WORK TO BE COMPLETED
Of the lines below, write out exactly those from the line with "pixel 292 415" through the line with "pixel 84 285", both included, and skip the rest.

[Saved entries]
▼▼▼

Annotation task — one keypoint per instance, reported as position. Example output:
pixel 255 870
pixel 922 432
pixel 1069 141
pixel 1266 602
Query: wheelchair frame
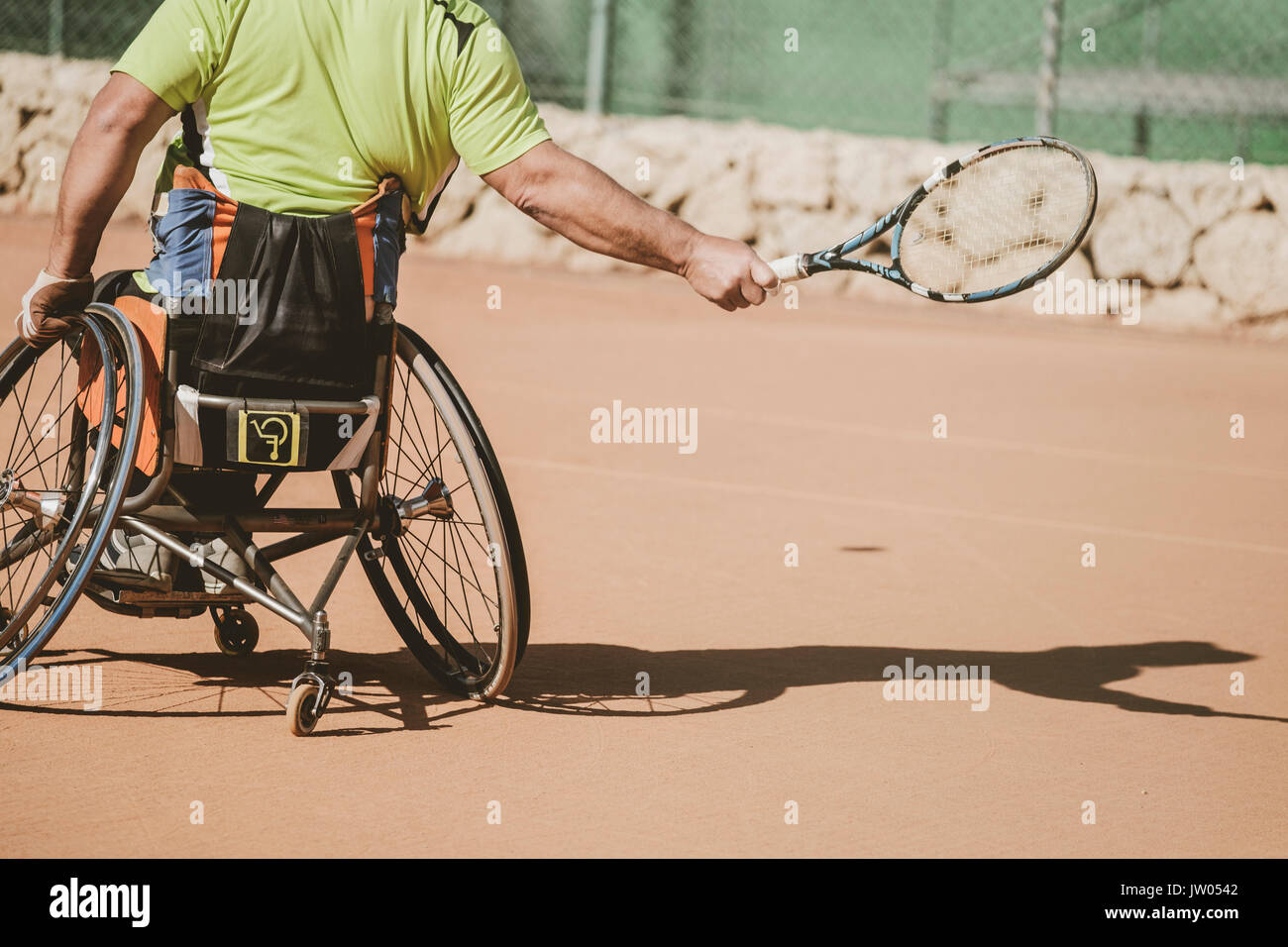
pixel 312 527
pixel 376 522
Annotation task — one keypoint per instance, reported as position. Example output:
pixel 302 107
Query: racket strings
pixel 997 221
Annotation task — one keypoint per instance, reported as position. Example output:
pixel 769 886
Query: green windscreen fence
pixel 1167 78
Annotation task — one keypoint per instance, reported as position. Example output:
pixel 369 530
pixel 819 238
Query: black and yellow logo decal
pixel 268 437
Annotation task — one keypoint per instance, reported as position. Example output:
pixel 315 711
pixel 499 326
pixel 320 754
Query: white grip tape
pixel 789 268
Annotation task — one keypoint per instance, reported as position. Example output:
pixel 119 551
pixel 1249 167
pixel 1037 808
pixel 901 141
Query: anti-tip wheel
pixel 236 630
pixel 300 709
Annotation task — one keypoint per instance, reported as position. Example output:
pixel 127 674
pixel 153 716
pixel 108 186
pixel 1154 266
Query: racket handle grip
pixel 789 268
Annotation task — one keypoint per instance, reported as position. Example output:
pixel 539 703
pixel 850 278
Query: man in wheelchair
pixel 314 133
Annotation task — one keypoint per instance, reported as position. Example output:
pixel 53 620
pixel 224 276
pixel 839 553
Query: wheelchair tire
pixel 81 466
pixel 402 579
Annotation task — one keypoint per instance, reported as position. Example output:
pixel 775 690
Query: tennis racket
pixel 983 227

▲▲▲
▼▼▼

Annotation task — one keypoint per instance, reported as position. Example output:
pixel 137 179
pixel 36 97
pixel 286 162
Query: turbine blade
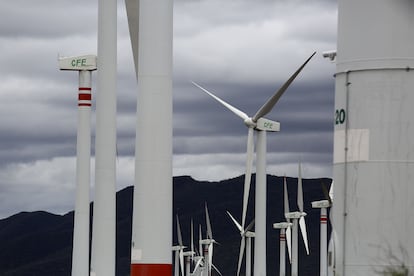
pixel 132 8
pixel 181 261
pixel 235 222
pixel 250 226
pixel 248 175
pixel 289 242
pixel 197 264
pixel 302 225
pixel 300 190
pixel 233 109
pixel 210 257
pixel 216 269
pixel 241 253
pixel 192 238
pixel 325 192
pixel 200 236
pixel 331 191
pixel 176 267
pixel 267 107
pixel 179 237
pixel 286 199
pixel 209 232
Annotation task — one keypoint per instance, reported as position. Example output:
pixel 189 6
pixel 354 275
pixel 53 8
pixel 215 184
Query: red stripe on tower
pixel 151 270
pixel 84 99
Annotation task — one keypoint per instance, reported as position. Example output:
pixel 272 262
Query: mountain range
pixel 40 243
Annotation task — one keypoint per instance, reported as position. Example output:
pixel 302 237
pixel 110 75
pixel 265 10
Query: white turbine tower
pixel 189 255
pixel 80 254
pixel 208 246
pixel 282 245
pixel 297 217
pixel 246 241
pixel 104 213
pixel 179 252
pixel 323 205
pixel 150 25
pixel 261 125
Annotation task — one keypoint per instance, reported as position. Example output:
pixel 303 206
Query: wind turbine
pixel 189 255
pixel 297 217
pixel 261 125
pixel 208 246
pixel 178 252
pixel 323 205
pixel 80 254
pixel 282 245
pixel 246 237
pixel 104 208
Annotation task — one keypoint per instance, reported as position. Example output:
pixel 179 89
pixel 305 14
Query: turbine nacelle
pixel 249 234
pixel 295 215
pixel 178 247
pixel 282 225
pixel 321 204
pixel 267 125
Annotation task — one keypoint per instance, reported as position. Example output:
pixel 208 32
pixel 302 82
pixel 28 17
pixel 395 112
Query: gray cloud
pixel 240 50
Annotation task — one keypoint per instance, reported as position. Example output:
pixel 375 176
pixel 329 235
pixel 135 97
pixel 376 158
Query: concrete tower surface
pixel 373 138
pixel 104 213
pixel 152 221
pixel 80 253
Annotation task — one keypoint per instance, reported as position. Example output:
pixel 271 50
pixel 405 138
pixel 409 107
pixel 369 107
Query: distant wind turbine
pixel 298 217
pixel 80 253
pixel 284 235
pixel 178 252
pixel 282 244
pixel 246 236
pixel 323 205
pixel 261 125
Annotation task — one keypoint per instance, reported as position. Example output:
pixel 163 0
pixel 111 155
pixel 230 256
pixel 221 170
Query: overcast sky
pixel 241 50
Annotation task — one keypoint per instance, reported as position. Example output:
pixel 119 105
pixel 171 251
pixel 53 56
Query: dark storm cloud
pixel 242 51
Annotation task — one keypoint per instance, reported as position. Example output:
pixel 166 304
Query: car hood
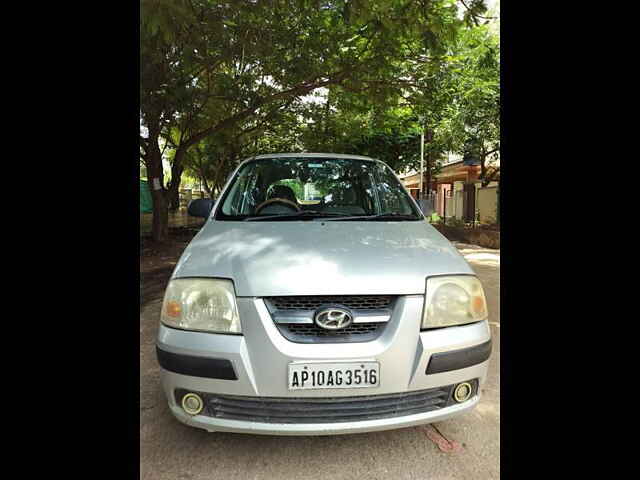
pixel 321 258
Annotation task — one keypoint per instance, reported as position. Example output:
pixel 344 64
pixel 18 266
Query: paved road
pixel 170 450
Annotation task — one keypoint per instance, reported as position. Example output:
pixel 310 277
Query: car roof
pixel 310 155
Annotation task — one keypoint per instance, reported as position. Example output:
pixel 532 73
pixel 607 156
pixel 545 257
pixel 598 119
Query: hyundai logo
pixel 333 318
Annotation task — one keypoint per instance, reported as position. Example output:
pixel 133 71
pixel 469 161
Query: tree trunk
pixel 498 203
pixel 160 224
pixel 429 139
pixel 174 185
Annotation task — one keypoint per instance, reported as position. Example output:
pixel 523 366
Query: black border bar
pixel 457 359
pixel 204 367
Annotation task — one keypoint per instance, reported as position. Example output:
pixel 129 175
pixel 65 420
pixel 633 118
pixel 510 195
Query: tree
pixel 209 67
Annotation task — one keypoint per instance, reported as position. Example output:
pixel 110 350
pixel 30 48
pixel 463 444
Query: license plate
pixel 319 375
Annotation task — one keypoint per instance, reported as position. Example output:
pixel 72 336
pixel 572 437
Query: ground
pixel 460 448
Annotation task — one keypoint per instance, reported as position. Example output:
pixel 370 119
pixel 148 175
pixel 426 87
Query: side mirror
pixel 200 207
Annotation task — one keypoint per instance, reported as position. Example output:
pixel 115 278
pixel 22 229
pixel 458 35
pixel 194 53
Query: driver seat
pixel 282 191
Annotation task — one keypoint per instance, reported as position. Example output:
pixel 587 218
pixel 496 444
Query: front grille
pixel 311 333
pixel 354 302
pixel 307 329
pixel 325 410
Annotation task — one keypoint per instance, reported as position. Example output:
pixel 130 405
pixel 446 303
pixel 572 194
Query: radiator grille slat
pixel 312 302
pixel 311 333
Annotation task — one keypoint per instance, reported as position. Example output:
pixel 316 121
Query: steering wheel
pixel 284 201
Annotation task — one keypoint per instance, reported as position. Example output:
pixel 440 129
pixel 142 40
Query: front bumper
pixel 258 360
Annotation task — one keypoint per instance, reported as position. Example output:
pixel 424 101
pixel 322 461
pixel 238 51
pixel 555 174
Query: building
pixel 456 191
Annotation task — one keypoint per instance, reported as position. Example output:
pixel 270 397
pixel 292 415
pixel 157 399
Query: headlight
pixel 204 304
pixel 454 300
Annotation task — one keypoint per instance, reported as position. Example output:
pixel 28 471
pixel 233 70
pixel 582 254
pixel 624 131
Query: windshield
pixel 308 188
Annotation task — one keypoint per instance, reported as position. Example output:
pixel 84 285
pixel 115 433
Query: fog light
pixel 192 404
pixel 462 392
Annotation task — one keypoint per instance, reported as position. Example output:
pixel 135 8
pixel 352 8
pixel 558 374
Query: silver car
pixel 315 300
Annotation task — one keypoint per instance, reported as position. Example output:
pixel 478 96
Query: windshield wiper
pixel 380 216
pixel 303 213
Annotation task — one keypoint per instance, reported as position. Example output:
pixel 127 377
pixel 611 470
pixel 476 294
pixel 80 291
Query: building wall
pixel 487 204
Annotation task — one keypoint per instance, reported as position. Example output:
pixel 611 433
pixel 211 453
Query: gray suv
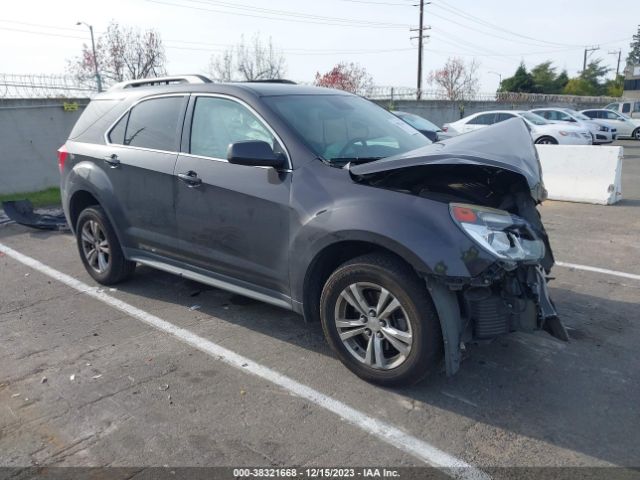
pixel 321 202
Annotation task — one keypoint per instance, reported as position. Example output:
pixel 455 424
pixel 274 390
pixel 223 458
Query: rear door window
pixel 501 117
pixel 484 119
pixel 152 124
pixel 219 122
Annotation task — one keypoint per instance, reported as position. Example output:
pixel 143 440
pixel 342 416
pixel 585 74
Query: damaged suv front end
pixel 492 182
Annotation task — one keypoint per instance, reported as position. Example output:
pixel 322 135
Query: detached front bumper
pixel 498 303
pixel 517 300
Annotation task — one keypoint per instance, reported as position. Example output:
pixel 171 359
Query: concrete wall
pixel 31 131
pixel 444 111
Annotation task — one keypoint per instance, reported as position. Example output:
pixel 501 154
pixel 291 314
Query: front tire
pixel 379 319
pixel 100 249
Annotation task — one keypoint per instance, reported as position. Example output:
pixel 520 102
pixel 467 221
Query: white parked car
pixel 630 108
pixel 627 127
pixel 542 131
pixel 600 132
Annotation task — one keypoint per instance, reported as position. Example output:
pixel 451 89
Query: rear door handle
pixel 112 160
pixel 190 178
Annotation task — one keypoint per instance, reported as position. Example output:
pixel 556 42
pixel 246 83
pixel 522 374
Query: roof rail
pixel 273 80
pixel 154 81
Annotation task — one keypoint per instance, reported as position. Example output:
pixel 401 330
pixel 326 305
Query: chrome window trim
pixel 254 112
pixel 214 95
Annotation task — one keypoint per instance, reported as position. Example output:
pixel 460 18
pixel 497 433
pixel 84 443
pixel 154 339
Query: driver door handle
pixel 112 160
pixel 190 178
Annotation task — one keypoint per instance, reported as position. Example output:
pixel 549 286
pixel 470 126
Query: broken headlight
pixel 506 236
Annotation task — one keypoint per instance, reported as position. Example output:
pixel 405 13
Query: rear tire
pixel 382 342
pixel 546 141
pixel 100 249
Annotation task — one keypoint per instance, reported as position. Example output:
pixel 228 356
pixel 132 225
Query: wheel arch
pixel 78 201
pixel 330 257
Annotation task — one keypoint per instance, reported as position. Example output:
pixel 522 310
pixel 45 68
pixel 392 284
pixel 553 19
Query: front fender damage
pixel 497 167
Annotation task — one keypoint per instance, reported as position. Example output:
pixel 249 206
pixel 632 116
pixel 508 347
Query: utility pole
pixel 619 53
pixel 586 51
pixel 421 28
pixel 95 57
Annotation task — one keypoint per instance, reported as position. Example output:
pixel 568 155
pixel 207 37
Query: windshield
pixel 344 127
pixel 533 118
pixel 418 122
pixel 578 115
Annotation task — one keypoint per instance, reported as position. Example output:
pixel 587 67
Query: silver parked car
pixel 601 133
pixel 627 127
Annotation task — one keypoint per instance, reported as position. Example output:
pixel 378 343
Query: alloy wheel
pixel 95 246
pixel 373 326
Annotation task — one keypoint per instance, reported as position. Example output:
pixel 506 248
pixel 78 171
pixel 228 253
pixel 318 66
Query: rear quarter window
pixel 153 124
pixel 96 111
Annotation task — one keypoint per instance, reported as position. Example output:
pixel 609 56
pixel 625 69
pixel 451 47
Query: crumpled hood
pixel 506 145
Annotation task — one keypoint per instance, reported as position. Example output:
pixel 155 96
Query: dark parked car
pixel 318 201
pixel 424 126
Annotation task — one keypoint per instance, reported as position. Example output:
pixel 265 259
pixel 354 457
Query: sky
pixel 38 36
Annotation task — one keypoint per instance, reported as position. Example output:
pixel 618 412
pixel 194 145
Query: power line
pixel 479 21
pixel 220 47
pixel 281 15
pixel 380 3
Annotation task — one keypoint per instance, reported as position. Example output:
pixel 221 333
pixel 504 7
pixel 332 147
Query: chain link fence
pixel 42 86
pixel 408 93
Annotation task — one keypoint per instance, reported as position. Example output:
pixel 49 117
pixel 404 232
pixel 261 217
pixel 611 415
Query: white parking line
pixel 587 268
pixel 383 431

▲▲▲

RESPONSE TO THIS EXERCISE
pixel 292 415
pixel 157 399
Query: headlight
pixel 204 304
pixel 454 300
Annotation task — one keypoint per instance, reported as position. Example output:
pixel 28 471
pixel 233 70
pixel 582 254
pixel 624 131
Query: windshield
pixel 308 188
Annotation task — one keypoint per instance, reported as position. Example output:
pixel 84 285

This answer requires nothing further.